- **Work to be completed**:
Copy out the listing that follows in its entirety, keeping it exactly the same.

BEGIN Supplied records

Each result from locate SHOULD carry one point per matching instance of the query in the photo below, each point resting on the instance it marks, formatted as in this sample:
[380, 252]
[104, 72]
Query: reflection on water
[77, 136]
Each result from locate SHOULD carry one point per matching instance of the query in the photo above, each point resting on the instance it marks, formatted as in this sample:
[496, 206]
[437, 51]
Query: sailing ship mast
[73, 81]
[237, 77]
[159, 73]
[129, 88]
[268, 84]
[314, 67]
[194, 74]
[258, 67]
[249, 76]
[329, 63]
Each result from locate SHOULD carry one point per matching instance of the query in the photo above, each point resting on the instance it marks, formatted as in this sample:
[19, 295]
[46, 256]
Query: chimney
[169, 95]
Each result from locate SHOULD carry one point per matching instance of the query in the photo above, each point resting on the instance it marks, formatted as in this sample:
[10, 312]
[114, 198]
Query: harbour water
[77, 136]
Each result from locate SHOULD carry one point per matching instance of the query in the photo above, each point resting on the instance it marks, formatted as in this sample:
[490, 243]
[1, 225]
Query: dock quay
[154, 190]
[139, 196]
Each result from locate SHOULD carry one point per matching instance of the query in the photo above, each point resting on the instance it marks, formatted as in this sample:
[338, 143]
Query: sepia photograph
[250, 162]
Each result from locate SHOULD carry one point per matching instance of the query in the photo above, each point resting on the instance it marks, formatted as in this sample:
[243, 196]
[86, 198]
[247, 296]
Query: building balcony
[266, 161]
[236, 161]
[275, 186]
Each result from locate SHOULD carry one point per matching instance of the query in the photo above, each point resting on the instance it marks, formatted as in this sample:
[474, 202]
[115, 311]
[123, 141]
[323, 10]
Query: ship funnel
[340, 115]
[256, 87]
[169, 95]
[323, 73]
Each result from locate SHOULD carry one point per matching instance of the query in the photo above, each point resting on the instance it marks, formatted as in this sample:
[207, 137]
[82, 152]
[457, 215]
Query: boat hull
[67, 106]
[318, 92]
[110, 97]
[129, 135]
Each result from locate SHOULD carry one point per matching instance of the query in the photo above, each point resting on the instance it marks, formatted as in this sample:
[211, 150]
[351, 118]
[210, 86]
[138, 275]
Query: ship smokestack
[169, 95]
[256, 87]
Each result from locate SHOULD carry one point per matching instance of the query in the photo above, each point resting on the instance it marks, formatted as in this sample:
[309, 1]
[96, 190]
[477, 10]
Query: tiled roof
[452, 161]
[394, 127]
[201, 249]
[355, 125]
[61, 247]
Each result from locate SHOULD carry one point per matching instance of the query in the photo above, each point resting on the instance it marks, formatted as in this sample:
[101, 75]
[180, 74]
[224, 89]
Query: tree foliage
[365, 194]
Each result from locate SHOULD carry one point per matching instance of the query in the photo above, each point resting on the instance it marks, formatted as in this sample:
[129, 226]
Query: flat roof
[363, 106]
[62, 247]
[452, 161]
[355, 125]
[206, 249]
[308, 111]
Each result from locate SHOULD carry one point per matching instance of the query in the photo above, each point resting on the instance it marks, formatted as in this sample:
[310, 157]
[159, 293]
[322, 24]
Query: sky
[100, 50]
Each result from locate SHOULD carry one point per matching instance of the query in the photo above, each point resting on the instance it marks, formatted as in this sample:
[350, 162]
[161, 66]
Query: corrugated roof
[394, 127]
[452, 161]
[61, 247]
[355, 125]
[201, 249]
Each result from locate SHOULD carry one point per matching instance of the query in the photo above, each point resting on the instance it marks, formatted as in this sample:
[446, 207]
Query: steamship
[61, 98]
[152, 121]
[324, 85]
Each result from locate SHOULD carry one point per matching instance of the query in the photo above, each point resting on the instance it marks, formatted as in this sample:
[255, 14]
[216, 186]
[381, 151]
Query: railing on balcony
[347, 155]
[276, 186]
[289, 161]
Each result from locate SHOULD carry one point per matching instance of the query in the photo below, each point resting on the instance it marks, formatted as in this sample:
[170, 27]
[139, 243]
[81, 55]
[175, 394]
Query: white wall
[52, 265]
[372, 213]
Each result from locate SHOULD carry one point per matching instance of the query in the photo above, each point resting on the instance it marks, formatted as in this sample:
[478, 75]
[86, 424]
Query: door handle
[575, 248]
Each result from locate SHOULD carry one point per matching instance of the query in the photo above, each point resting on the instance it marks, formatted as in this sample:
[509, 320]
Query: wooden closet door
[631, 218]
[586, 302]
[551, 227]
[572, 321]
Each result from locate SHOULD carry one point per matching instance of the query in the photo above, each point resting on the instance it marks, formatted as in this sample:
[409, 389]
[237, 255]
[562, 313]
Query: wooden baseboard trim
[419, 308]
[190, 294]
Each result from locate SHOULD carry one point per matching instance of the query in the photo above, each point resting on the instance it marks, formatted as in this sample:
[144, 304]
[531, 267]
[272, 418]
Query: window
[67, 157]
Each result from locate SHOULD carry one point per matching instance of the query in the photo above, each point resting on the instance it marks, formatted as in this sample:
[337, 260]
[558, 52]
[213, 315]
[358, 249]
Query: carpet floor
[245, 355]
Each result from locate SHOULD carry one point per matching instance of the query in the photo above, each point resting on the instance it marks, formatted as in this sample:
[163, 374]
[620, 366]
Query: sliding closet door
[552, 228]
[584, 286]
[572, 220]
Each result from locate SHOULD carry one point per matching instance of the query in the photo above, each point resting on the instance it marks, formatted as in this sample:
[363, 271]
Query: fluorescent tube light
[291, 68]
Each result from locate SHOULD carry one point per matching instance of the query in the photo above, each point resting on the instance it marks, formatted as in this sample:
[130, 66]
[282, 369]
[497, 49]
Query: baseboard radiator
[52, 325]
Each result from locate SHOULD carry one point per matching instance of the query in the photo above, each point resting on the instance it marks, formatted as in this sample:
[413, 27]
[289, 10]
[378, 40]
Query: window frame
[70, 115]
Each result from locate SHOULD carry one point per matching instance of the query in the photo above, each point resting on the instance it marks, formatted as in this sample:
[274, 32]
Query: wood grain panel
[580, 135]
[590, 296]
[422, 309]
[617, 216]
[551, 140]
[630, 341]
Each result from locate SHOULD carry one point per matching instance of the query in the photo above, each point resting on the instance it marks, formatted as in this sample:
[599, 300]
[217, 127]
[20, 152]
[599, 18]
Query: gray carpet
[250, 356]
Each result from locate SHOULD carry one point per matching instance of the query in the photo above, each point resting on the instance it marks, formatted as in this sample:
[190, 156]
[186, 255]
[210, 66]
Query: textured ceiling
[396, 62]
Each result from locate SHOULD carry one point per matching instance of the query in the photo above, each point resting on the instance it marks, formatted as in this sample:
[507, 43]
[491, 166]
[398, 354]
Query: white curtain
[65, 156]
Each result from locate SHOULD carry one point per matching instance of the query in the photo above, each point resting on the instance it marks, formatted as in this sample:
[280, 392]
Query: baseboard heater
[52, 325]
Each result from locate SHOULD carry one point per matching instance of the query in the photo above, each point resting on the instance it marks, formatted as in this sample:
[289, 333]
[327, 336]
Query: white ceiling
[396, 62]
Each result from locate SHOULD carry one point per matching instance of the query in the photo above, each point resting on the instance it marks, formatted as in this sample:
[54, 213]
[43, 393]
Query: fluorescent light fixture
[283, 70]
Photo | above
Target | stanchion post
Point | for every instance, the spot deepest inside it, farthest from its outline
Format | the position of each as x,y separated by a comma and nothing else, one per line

END Supplied records

- **Reply**:
Each result from locate SHOULD carry one point per matching instance of the query in the photo below, each point resting on the instance it marks, formatted as in this sample:
[380, 252]
[104, 72]
Query: reflection on water
[77, 136]
Each result from locate SHOULD carry one point per matching instance of the query in the photo above, each point resting on the instance it marks, formatted as in this sample:
[496, 206]
[437, 51]
Query: sailing ship mast
[73, 81]
[237, 77]
[159, 73]
[129, 88]
[268, 84]
[314, 67]
[194, 74]
[258, 67]
[249, 76]
[329, 63]
Each result from locate SHOULD carry one point per matching instance of the query in the photo above, each point resting on the instance it marks, formatted as in this sample:
[19, 295]
[46, 256]
Query: chimney
[169, 95]
Each result from locate SHOULD carry one point per matching instance of the query in the photo above, each point resting on the instance it marks, formatted as in this sample:
[10, 312]
[114, 198]
Query: harbour water
[77, 136]
Each result from locate SHOULD carry one point per matching instance of the query in the photo above, each point resting on the instance it marks, formatted as in this sample:
[490, 243]
[1, 225]
Query: dock quay
[154, 190]
[139, 196]
Each result from locate SHOULD carry one point per matching instance of the query in the photo above, each point resting on the instance it marks, formatted as in this sample:
[338, 143]
Query: sepia photograph
[250, 162]
Each result from locate SHOULD carry one point per matching instance of the query in the photo above, each point resting on the instance it marks, formatted as in this sample:
[243, 196]
[86, 198]
[247, 296]
Query: building balcony
[266, 161]
[236, 161]
[275, 186]
Each result from locate SHOULD carry one point per matching instance of the query in the photo above, each point resting on the instance it marks, formatted as in this sample:
[474, 202]
[115, 311]
[123, 141]
[323, 10]
Query: ship funnel
[340, 115]
[256, 87]
[169, 95]
[323, 73]
Each result from locate SHOULD carry one point per matching instance of the query in the photo above, each point resting on the instance it marks, formatted as in this sample:
[207, 137]
[82, 152]
[457, 215]
Query: boat hull
[67, 106]
[318, 92]
[110, 97]
[129, 135]
Each result from locate SHOULD carry one point per matching instance of the query in the photo above, each point resting on the instance it marks, formatted as in this sample:
[211, 150]
[351, 118]
[210, 86]
[138, 275]
Query: ship smokestack
[169, 95]
[256, 87]
Each result from locate SHOULD carry one point per matching instance of the query in the photo above, each point resting on the instance it marks, formatted as in this sample:
[309, 1]
[96, 190]
[477, 10]
Query: tiled roof
[452, 161]
[394, 127]
[201, 249]
[355, 125]
[61, 247]
Each result from locate SHOULD carry one point per matching instance of the query in the photo above, each point resting on the instance it marks, formatted as in this sample:
[101, 75]
[180, 74]
[224, 89]
Query: tree foliage
[365, 194]
Each result from locate SHOULD carry one point per matching instance of the query in the photo above, each point resting on the instance it marks, formatted as in this sample:
[129, 226]
Query: flat roof
[363, 106]
[62, 247]
[452, 161]
[355, 125]
[206, 249]
[308, 111]
Each result from locate SHOULD carry one point per matching instance of the query in the photo above, each point resting on the instance it marks, formatted as in this sample:
[310, 157]
[159, 293]
[322, 24]
Query: sky
[100, 50]
Each result from locate SHOULD carry one point per matching instance of the query in the photo above, each point resting on the instance it marks, formatted as in this sample:
[350, 162]
[161, 66]
Query: corrugated roof
[394, 127]
[452, 161]
[61, 247]
[355, 125]
[201, 249]
Each result from locate SHOULD carry one point per matching instance of the query in the photo above, each point resting on the instance it marks, formatted as in this sample:
[446, 207]
Query: steamship
[61, 98]
[152, 121]
[324, 85]
Each result from locate SHOULD carry one point per matching instance of the query in the photo above, each point resting on the instance it marks, formatted as in this sample:
[255, 14]
[216, 186]
[381, 151]
Query: railing on balcony
[347, 155]
[276, 186]
[289, 161]
Each result from locate SHOULD carry one point per matching instance of the query in the photo below, each point resting on the instance it marks, formatted as in this sample:
[170, 27]
[139, 243]
[81, 55]
[175, 394]
Query: white wall
[52, 265]
[372, 213]
Each result from locate SHOULD carry one point per matching instance of the query in the photo above, each point resting on the instance it marks, formatted as in this sample:
[478, 75]
[86, 424]
Query: door handle
[575, 248]
Each result from locate SHOULD carry one point per matching instance of the query in the photo above, each point resting on the instance it marks, formatted as in this sample:
[509, 320]
Query: wooden closet door
[631, 218]
[586, 302]
[551, 227]
[572, 321]
Each result from locate SHOULD carry one point per matching instance of the query in the photo above, each point resting on the instance it marks, formatted as in this sample:
[409, 389]
[237, 255]
[562, 313]
Query: wooden baseboard trim
[419, 308]
[190, 294]
Each result from locate SHOULD carry one point per matching instance of the query in the photo above, each point resting on the instance it marks, formatted as in this sample:
[144, 304]
[531, 267]
[272, 418]
Query: window
[67, 157]
Each result from locate SHOULD carry one point per matching instance of the query in the photo above, each point resting on the instance it marks, formatted as in this sample:
[337, 260]
[558, 52]
[213, 315]
[358, 249]
Query: carpet floor
[245, 355]
Each result from locate SHOULD carry one point per matching instance of the query in the photo above, each point resting on the instance it marks, formatted as in this sample:
[163, 374]
[620, 366]
Query: sliding closet door
[552, 228]
[584, 286]
[572, 220]
Each result from locate SHOULD carry one point per matching instance of the query in the photo above, each point resting on the instance it marks, formatted as in this sample:
[363, 271]
Query: fluorescent tube light
[291, 68]
Each result from locate SHOULD carry one point per matching instance of the query in the photo above, each point resting on the instance it marks, formatted as in this sample:
[130, 66]
[282, 369]
[497, 49]
Query: baseboard radiator
[52, 325]
Each result from locate SHOULD carry one point per matching instance of the query in the photo above, each point resting on the instance it marks, formatted as in this sample:
[413, 27]
[289, 10]
[378, 40]
Query: window frame
[70, 115]
Each result from locate SHOULD carry one point per matching instance of the query in the photo above, each point resting on the instance it marks, formatted as in this sample:
[274, 32]
Query: wood grain panel
[580, 135]
[590, 296]
[422, 309]
[617, 216]
[551, 140]
[630, 341]
Each result from locate SHOULD carry one point per matching instance of the query in the photo above, each point resting on the instance it marks, formatted as in this sample:
[599, 300]
[217, 127]
[20, 152]
[599, 18]
Query: gray carpet
[250, 356]
Each result from locate SHOULD carry one point per matching instance of the query in the photo above, each point resting on the instance it marks, formatted as in this sample:
[190, 156]
[186, 255]
[210, 66]
Query: textured ceiling
[396, 62]
Each result from locate SHOULD carry one point per matching instance of the query in the photo above, each point resting on the instance it marks, formatted as in this sample:
[507, 43]
[491, 166]
[398, 354]
Query: white curtain
[65, 156]
Each result from locate SHOULD carry one point per matching instance of the query in the photo above, each point resting on the instance it marks, formatted as in this sample:
[280, 392]
Query: baseboard heater
[52, 325]
Each result from locate SHOULD carry one point per matching instance of the query in the photo above, each point resting on the instance it marks, formatted as in this sample:
[289, 333]
[327, 336]
Query: white ceiling
[396, 62]
Each result from locate SHOULD carry one point per matching instance of the query in the photo above, each point resting on the instance it marks, formatted as in this sample:
[54, 213]
[43, 393]
Query: fluorescent light fixture
[283, 70]
Photo | above
Target | stanchion post
Point | for every instance, the spot deepest inside it, farthest from its outline
Format | the position of each as x,y separated by a comma and nothing else, one per line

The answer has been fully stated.